**Data supplied:**
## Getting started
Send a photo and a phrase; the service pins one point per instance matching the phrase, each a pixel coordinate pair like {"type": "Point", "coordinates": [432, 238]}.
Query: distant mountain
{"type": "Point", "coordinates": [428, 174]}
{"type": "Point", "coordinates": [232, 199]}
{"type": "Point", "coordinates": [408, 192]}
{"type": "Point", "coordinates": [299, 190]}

**What the exercise asks:** Render each line of the items above as a JSON list of strings, one string per line, with blank lines omitted.

**Worked answer:**
[
  "## Getting started",
  "Send a photo and a phrase; the service pins one point per instance matching the phrase, each a pixel coordinate pair like {\"type\": \"Point\", \"coordinates\": [432, 238]}.",
  "Query: distant mountain",
  "{\"type\": \"Point\", \"coordinates\": [428, 174]}",
  "{\"type\": \"Point\", \"coordinates\": [232, 199]}",
  "{\"type\": \"Point\", \"coordinates\": [408, 192]}",
  "{\"type\": \"Point\", \"coordinates\": [299, 190]}"
]